PROBLEM REQUIREMENTS | Every record that follows needs to be written out again, exactly.

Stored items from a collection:
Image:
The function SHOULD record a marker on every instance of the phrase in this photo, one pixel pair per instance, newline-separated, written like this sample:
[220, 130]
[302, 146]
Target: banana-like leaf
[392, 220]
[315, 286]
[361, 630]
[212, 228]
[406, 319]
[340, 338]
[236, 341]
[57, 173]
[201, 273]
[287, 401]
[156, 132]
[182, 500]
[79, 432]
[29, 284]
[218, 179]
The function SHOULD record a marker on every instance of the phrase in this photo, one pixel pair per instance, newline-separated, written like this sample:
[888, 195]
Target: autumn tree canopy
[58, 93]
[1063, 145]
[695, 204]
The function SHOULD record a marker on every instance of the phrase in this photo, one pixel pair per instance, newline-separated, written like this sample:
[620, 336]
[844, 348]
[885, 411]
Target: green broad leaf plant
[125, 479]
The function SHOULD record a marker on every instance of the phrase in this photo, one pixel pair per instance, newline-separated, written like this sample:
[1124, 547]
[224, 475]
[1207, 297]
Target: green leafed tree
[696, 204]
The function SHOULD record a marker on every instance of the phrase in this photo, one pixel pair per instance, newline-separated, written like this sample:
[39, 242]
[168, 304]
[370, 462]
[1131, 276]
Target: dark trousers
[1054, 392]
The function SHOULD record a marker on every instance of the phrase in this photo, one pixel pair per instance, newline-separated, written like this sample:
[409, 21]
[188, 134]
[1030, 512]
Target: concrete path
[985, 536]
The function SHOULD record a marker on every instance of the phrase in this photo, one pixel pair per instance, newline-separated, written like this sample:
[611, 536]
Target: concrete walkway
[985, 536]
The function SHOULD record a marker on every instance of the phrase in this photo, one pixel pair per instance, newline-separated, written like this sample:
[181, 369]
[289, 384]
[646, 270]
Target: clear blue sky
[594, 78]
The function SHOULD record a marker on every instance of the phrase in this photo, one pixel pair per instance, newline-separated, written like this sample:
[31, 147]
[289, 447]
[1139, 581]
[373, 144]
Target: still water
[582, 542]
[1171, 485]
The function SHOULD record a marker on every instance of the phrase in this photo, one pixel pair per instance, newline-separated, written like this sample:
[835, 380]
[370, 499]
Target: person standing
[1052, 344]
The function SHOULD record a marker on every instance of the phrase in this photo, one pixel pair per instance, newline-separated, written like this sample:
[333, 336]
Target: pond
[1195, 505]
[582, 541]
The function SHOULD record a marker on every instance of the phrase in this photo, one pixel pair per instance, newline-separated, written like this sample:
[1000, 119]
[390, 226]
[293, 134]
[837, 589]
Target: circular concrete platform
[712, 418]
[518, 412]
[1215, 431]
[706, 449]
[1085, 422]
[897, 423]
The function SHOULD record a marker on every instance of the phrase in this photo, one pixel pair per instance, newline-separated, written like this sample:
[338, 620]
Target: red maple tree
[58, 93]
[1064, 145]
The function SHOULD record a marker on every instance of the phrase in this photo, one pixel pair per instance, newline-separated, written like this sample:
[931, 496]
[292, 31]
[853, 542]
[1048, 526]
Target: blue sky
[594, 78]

TASK OUTPUT |
Image:
The function SHOULD record a marker on every instance of the phrase in this photo, one pixel pair per instance, newline-separated, written like this sample:
[220, 130]
[302, 146]
Target: banana-like leaf
[392, 220]
[315, 286]
[361, 630]
[212, 228]
[406, 319]
[340, 338]
[236, 341]
[57, 173]
[201, 273]
[287, 401]
[156, 132]
[182, 500]
[79, 432]
[29, 284]
[218, 179]
The function SHOULD record a marker on every instance of the phrase in this photo, one pixel pair per instance, newline-separated, written like this sample:
[888, 195]
Target: autumn tree canopy
[58, 93]
[1063, 145]
[695, 204]
The function SHOULD record a marker on every instance of the phrase in this photo, one pixel pair per instance, newline-separated, written like this sample:
[620, 336]
[844, 348]
[885, 411]
Target: green broad leaf plant
[125, 479]
The function SHOULD record a marker on every instance of the phrase in this photo, one pixel pair per instance, newline-separated, written like this sample:
[1124, 547]
[224, 475]
[1207, 297]
Target: green leafed tree
[696, 204]
The function SHOULD record a marker on every instance of the phrase in this photo, one pixel pair per instance, newline-separated, written like this sample:
[39, 242]
[168, 304]
[370, 462]
[1131, 276]
Target: dark trousers
[1054, 392]
The function SHOULD record a marker on every instance of the phrase in this photo, one pixel pair per instance, newline-separated, written like this sample:
[409, 21]
[188, 134]
[1030, 512]
Target: concrete path
[985, 536]
The function SHOULD record a marker on every instance of the phrase in this photo, one pixel pair per instance, newline-separated, written like this sample:
[611, 536]
Target: concrete walkway
[985, 536]
The function SHOULD record a marker on every instance of the phrase in this photo, one pixel pair per instance, newline-separated, written like this sample:
[181, 369]
[289, 384]
[646, 270]
Target: clear blue sky
[594, 78]
The function SHOULD record a marker on every instance of the phrase in this photo, one pixel pair per instance, newline-separated, written like this sample:
[31, 147]
[289, 447]
[1139, 581]
[373, 144]
Target: still water
[582, 542]
[1171, 485]
The function SHOULD record a marker on every instance of the phrase in this photo, one pixel pair per instance, newline-separated, written like this sample:
[835, 380]
[370, 499]
Target: person standing
[1052, 344]
The function SHOULD record a marker on every instance of the phrase in this photo, one pixel pair per instance, newline-separated, written like this sample:
[333, 336]
Target: pond
[1195, 505]
[582, 541]
The function SHOULD record a marker on every instance of the phrase in this photo, one pixel pair per instance, newline-separated, written like this sample:
[1000, 119]
[390, 226]
[293, 134]
[837, 589]
Target: circular concrete platform
[712, 418]
[518, 412]
[1215, 431]
[706, 449]
[1085, 422]
[897, 423]
The function SHOULD record a marker on every instance of the phrase in this photo, one pixel pair per instance, newline-separated, written like this sample:
[338, 620]
Target: red maple tree
[58, 93]
[1064, 145]
The function SHOULD record a marker on every instance of the phrase in this photo, one pixel pair per instance, newline-separated, written like this sample:
[931, 496]
[292, 31]
[853, 542]
[1048, 526]
Target: blue sky
[594, 78]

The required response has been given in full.